-- start of PAGE TEXT --

5The respondent is a businessperson who is based in Holland but spends some time in Canada each year. He develops farms and owns 10 to 15 farms in Europe and two in Canada. With respect to the farms in Canada, it is common for them to be managed by Dutch or European immigrants, who then usually end up buying the farms from the respondent.
6The respondent owns a number of companies. The two companies involved in this Application are H. Vermeer Farms Ltd. (“Vermeer Farms”), Farlake Dairy Ltd. (“Farlake Dairy”) and Huub Vermeer Holdings Limited (“Vermeer Holdings”). The respondent is the sole shareholder and director of these companies.
7The dairy farm in question is located in south western Ontario. For most of the period of time material to this Application, there were approximately 100 head of cattle at the farm, most were owned by the respondent with the balance being owned by the applicant and Mr. Hunter.
8The respondent made an investment of about $5 million in acquiring and setting up the farm. Other than some minor tools supplied by the Hunters, the respondent supplied all of the materials and equipment required to operate the dairy farm.
9Once the respondent had established the farm in 2002, he needed someone to run the farm and manage the herd. He placed an ad in the newspaper to which the applicant and Mr. Hunter responded. Although there were some differences in the evidence given by the parties, I find that the Hunters wanted to get into business for themselves, as opposed to being mere employees which had been their work experience to that point. The applicant's evidence was that she wanted a "partnership" with the respondent, and the phrase "joint venture" was also used in the evidence given by the parties.
10The applicant's evidence was that she and Mr. Hunter wanted a situation where they could give their children the experience of growing up on a farm. She said that their intention was that the entire family would participate in the operation of the farm.
11A "subcontracting agreement" (“the agreement”) was prepared by the respondent or one of his professional advisors. The parties to the agreement, which is dated September 4, 2002, were Vermeer Farms and "The partnership between Dan Hunter and Cyndy Hunter". The agreement contained the following provisions:
- Vermeer Farms agreed to devote its time and abilities to the overall supervision of the dairy farm, the fieldwork, maintenance of field equipment and the administrative responsibilities.
- the Hunters agreed to devote their time to the management of the herd, the maintenance of the premises and the milking of up to 100 lactating cows.
- Vermeer Farms agreed to provide all the assets required to carry on the business of dairy farming, including the dairy herd of up to 125 cows, dairy facilities and up to 100 kg of dairy quota.
- the Hunters would receive a payment of $3,333.33 per month and use of the home on the farm which was valued at $416.67 per month.
- in addition, the Hunters could receive a certain percentage of the profit per cow (as indicated on an income statement which would be prepared each year) over certain thresholds.
- The agreement would terminate in the event of either the death or disability of Dan Hunter or Cyndy Hunter.

-- end of PAGE TEXT --
-- start of RAW RECORDS --

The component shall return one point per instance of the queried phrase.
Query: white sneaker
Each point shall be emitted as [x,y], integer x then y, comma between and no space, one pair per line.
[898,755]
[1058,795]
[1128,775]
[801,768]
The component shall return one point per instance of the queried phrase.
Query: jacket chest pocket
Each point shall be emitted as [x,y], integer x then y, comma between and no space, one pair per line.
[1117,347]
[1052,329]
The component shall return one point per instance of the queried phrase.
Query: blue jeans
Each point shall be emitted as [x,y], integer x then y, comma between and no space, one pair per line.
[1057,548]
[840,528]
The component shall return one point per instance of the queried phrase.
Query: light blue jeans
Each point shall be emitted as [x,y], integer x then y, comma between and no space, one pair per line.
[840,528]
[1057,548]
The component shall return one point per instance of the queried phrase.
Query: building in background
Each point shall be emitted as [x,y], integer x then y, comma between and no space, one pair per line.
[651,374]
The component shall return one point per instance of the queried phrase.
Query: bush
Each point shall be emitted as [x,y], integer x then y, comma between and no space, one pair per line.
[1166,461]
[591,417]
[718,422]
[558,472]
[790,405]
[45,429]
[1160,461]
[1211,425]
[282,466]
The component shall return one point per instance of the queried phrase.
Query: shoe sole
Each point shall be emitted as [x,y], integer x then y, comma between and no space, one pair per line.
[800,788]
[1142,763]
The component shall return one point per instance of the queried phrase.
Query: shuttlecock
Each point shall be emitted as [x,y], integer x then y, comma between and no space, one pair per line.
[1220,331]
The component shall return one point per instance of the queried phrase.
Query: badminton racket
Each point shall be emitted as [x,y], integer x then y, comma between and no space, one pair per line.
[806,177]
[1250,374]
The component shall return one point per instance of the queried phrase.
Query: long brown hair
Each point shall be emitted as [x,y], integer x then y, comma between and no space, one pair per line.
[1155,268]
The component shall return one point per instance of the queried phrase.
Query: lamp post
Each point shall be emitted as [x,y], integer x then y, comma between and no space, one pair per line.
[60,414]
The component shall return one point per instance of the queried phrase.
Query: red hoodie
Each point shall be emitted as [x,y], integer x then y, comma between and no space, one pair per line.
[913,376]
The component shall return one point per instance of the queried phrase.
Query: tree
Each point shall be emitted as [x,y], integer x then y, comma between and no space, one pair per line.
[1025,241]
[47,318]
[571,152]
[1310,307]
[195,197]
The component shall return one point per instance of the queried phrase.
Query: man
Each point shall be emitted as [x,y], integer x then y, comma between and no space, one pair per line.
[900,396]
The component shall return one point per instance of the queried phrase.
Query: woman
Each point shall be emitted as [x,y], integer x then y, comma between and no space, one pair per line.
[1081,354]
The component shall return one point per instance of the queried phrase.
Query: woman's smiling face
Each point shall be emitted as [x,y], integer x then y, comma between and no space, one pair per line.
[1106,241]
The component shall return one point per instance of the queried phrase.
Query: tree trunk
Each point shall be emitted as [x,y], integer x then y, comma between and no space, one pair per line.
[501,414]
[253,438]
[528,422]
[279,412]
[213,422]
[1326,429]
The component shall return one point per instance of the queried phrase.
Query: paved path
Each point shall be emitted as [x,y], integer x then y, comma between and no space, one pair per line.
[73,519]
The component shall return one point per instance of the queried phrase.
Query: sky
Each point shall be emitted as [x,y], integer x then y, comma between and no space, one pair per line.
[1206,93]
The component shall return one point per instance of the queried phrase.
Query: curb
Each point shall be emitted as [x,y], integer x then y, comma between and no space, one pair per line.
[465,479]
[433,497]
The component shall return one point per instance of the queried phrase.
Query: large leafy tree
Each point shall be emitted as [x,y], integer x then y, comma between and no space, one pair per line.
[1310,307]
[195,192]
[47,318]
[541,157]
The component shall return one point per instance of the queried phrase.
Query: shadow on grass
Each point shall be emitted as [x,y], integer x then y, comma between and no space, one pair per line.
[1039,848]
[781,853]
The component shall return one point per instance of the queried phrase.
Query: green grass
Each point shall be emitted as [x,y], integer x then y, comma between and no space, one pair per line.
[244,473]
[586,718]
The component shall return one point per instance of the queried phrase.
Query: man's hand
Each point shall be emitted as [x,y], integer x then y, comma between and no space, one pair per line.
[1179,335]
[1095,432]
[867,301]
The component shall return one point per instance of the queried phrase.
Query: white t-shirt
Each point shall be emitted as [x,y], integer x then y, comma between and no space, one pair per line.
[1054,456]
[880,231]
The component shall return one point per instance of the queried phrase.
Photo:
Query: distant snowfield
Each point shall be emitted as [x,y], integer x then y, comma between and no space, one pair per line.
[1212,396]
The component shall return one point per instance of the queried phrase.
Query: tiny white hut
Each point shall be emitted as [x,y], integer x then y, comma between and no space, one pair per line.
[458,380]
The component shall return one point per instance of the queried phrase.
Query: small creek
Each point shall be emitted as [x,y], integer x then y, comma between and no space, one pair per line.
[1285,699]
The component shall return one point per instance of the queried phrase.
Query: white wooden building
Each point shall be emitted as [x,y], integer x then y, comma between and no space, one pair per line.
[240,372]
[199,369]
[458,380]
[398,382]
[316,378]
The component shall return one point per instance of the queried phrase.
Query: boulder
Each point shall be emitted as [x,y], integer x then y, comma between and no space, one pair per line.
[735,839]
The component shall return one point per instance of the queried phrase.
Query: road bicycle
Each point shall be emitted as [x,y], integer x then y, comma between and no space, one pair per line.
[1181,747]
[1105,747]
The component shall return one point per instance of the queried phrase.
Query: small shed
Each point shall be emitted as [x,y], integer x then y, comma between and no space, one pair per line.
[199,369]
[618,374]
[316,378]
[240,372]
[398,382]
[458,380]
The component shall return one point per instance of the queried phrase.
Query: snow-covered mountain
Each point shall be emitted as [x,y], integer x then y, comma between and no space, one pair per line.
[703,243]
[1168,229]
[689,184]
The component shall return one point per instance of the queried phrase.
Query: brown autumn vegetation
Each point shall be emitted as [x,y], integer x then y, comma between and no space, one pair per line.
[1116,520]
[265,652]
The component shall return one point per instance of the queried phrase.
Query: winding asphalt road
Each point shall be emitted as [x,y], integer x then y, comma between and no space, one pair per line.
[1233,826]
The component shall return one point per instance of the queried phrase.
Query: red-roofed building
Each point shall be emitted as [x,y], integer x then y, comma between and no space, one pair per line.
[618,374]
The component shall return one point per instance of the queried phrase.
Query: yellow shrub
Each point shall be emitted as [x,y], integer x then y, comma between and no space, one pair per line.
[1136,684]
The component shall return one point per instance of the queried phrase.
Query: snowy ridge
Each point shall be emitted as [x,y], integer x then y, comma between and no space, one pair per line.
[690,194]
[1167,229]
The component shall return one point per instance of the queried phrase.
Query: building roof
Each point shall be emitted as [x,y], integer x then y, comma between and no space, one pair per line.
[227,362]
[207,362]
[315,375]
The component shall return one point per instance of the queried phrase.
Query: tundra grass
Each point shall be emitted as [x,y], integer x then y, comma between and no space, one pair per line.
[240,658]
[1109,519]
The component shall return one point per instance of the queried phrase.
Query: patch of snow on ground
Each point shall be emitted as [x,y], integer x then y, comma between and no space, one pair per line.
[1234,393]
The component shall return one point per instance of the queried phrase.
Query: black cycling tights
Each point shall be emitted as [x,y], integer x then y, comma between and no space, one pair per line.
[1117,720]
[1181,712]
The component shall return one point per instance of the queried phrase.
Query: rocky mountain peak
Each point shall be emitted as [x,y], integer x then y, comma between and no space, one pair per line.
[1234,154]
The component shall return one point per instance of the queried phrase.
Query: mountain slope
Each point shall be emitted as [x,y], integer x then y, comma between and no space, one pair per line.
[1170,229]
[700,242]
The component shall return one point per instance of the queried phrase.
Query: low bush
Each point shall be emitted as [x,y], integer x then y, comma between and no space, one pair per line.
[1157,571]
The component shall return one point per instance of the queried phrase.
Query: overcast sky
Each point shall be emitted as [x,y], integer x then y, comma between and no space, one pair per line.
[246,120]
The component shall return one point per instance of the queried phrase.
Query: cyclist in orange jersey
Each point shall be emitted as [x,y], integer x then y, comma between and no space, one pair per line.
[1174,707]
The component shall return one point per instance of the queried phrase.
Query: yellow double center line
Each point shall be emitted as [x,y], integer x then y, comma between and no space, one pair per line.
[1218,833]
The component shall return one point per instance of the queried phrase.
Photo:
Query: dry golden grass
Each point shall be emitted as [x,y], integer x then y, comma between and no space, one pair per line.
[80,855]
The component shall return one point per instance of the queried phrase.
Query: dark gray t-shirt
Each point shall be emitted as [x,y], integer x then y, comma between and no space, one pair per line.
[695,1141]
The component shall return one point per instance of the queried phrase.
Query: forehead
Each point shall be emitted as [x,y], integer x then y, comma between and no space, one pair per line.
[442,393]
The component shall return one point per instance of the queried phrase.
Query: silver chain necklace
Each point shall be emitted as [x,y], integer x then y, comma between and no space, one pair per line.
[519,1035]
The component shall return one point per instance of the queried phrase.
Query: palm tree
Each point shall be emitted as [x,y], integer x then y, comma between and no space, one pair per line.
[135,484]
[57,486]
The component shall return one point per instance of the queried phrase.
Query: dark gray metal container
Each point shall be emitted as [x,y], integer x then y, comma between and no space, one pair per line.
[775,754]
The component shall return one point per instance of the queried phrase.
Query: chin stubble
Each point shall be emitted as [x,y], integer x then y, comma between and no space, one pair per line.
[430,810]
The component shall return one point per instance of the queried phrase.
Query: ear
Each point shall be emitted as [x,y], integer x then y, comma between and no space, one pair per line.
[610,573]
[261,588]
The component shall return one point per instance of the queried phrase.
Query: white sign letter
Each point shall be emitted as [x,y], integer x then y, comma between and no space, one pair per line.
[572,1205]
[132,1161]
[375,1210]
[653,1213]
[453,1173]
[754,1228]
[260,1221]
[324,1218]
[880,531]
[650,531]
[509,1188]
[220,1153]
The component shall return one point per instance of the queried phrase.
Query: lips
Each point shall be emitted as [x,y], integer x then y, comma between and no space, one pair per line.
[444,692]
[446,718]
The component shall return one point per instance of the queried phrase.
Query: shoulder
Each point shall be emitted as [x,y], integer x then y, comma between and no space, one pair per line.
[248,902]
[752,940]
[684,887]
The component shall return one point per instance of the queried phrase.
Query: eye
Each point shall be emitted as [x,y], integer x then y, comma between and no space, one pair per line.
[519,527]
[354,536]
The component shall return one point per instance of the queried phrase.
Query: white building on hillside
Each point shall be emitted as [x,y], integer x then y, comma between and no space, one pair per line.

-- end of RAW RECORDS --

§ PROBLEMS TO SOLVE:
**A)** Render this sentence from the dairy farm text in Spanish: "The respondent is the sole shareholder and director of these companies."
**B)** Output the part of the dairy farm text between "- the Hunters agreed" and "of dairy quota.", inclusive.
The items are separate material from the dairy farm text.

§ FULL SOLUTIONS:
**A)** El demandado es el único accionista y director de estas empresas.

**B)**
- the Hunters agreed to devote their time to the management of the herd, the maintenance of the premises and the milking of up to 100 lactating cows.
- Vermeer Farms agreed to provide all the assets required to carry on the business of dairy farming, including the dairy herd of up to 125 cows, dairy facilities and up to 100 kg of dairy quota.